#### WRITTEN EXERCISE A:
Write out again the rows from the line containing "Crossing-audit request: pin the deer's head" through the end of the rows, including both ends, and raise every marker coordinate by 98. Leave the pictures out.

* * *

Over breakfast I read devotions to Joel, just like I always do.  What else do you do at 5:50 a.m. when you’re sitting in your dining room, staring at each other in the dark? He munches a NutriGrain bar. I finish off my coffee.  And I read about the moments in the Bible - the “But God” moments.  The times when things looked like they were headed one direction, but then it all swevered.  It was this and that, but then, God.  He showed up. Shifted the trajectory.  Started playing a whole new song.

As I walk him to the end of our drive to wait for the bus, I hold my phone in my hand. In the weeks since school started, I haven’t done this once.  But I took it with me, anticipating something worth taking a picture of.  The sky was alight with stars and our house glowed like it’s own little city on a hill (except it’s not on a hill).  Once the bus pulled away with my six year old, I stepped across the gravel road into the edge of the neighboring field.  Snapped a photo of my home sweet home against the dusky sky.  Felt thankful for my sweet family and the home we built last year, that my husband and I designed all by ourselves.  Hoping that when I got in the house, the smallest were still sleeping.  Maybe I could have just a little more peace? Hang on to whatever seemed to be bobbing right in front of me?

* * *

#### WRITTEN EXERCISE B:
Copy out the whole passage word for word.

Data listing
* * *

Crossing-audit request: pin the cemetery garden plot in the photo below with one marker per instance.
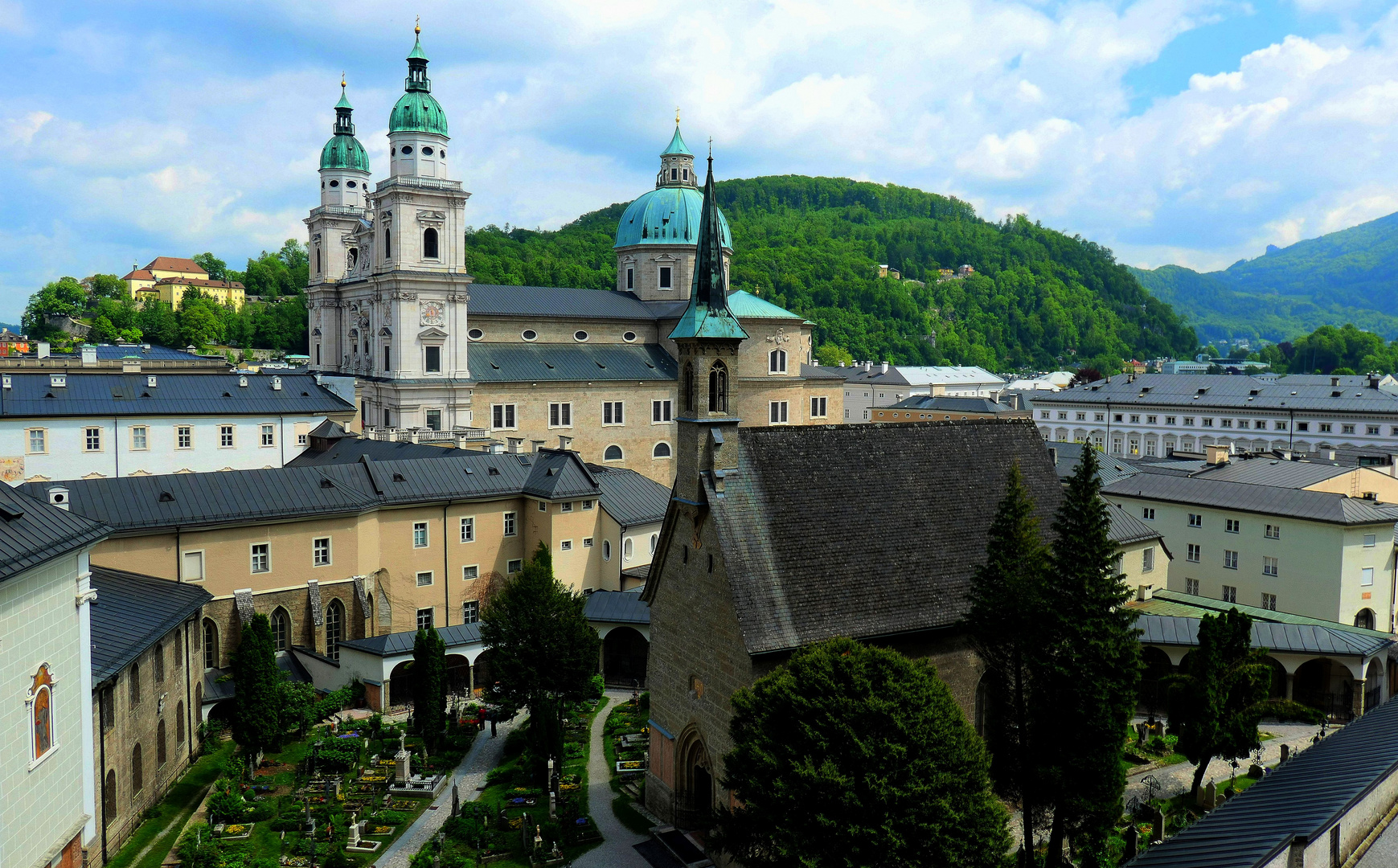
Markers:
(334, 796)
(509, 822)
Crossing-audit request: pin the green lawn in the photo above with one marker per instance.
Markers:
(172, 813)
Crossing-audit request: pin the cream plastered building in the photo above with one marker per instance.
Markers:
(391, 304)
(168, 278)
(1296, 537)
(363, 548)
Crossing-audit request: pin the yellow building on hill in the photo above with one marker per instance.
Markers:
(170, 277)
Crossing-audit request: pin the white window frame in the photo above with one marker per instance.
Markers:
(253, 554)
(506, 416)
(561, 414)
(315, 552)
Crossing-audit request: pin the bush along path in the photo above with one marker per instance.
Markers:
(603, 800)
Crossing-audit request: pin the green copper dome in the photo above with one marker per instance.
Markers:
(667, 215)
(417, 113)
(344, 153)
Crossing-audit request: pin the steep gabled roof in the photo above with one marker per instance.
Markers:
(862, 530)
(32, 531)
(132, 612)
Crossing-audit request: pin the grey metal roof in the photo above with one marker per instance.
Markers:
(32, 531)
(571, 362)
(1305, 796)
(389, 645)
(617, 607)
(1252, 498)
(348, 449)
(1226, 391)
(786, 514)
(1065, 457)
(133, 612)
(175, 395)
(1127, 527)
(346, 485)
(1296, 637)
(495, 300)
(631, 498)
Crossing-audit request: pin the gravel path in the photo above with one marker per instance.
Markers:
(484, 755)
(618, 841)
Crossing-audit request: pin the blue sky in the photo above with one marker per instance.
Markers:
(1170, 130)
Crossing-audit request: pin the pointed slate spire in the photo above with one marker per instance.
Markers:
(707, 315)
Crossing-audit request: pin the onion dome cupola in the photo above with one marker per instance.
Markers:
(417, 125)
(344, 164)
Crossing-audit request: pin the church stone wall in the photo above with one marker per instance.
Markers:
(139, 723)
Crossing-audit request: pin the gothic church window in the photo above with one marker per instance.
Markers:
(719, 387)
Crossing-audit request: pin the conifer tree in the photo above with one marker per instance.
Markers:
(429, 686)
(1006, 605)
(1089, 665)
(257, 688)
(1222, 692)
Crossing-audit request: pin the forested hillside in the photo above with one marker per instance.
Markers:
(1038, 300)
(1344, 277)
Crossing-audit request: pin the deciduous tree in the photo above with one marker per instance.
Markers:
(855, 755)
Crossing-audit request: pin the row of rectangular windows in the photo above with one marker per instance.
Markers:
(37, 439)
(321, 555)
(1225, 423)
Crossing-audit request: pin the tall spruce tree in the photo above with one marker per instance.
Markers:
(257, 688)
(1221, 694)
(429, 686)
(1006, 607)
(1089, 669)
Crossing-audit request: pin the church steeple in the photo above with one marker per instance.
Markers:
(707, 315)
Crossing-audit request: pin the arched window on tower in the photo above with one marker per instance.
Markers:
(210, 645)
(688, 386)
(719, 387)
(334, 628)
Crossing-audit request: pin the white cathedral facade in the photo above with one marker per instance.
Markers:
(392, 304)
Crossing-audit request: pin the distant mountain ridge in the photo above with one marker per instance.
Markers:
(1344, 277)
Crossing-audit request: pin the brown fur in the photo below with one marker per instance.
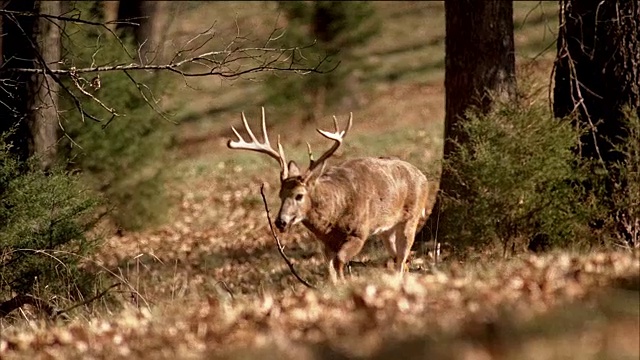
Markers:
(350, 202)
(346, 204)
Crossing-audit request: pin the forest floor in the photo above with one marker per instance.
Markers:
(211, 284)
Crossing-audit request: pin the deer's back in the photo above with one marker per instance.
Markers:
(368, 195)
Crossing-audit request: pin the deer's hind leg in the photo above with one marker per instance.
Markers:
(405, 234)
(389, 240)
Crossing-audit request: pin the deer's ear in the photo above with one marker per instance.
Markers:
(293, 169)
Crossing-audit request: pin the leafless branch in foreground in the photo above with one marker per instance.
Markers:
(280, 247)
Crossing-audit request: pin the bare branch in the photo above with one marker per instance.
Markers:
(215, 67)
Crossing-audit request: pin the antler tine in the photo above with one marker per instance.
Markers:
(336, 136)
(264, 129)
(255, 145)
(311, 161)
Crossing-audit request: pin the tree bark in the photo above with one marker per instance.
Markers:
(14, 93)
(598, 70)
(43, 112)
(597, 74)
(150, 16)
(479, 69)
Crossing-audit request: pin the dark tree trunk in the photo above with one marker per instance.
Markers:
(29, 102)
(479, 69)
(597, 75)
(598, 48)
(43, 112)
(147, 33)
(17, 52)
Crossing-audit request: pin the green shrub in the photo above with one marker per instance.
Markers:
(44, 222)
(521, 180)
(125, 158)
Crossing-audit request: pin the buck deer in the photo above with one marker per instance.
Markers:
(345, 204)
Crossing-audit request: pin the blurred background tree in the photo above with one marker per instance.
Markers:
(339, 28)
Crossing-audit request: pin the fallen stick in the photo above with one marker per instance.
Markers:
(279, 244)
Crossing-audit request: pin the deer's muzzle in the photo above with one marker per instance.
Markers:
(283, 223)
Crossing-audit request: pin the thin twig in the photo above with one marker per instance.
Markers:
(280, 247)
(89, 300)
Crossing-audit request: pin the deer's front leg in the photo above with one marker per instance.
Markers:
(348, 250)
(332, 262)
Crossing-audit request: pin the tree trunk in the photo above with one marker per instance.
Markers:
(149, 16)
(599, 49)
(14, 95)
(479, 69)
(597, 75)
(29, 102)
(43, 112)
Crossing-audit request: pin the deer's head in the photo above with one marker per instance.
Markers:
(295, 185)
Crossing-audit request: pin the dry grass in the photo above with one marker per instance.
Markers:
(210, 284)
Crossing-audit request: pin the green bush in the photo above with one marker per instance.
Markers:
(125, 158)
(521, 180)
(44, 222)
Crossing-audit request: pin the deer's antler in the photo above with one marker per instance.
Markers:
(336, 136)
(255, 145)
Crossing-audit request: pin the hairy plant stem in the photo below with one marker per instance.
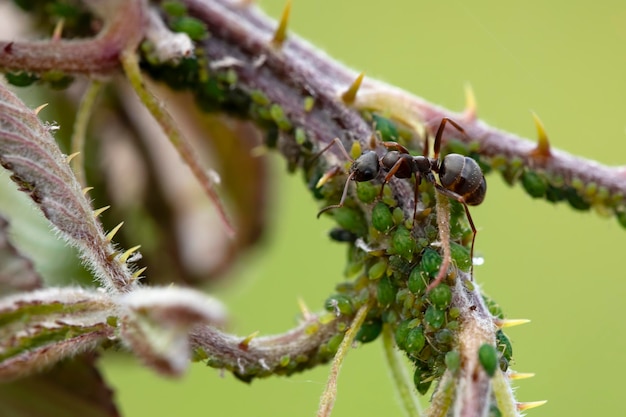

* * *

#### RIGHT ANSWER A:
Crossing-audit request: pin the deer's head in the photo above with one marker per instance.
Markers:
(393, 283)
Crossing-audit request: pin the dry grass in the photo above with one marker per instance.
Markers:
(308, 382)
Crossing-audit request: pin the green bush in the photo above with one marker per instance.
Markers:
(223, 256)
(619, 278)
(142, 320)
Crossing-audit request: pin the deer's antler in the photo above with one marker per instance.
Markers:
(434, 234)
(353, 243)
Crossing-audit request: pin the hairy plant stem in the photo below with one marker per instance.

#### RIGHT ANSWER B:
Over breakfast I read devotions to Joel, just like I always do.  What else do you do at 5:50 a.m. when you’re sitting in your dining room, staring at each other in the dark? He munches a NutriGrain bar. I finish off my coffee.  And I read about the moments in the Bible - the “But God” moments.  The times when things looked like they were headed one direction, but then it all swevered.  It was this and that, but then, God.  He showed up. Shifted the trajectory.  Started playing a whole new song.

As I walk him to the end of our drive to wait for the bus, I hold my phone in my hand. In the weeks since school started, I haven’t done this once.  But I took it with me, anticipating something worth taking a picture of.  The sky was alight with stars and our house glowed like it’s own little city on a hill (except it’s not on a hill).  Once the bus pulled away with my six year old, I stepped across the gravel road into the edge of the neighboring field.  Snapped a photo of my home sweet home against the dusky sky.  Felt thankful for my sweet family and the home we built last year, that my husband and I designed all by ourselves.  Hoping that when I got in the house, the smallest were still sleeping.  Maybe I could have just a little more peace? Hang on to whatever seemed to be bobbing right in front of me?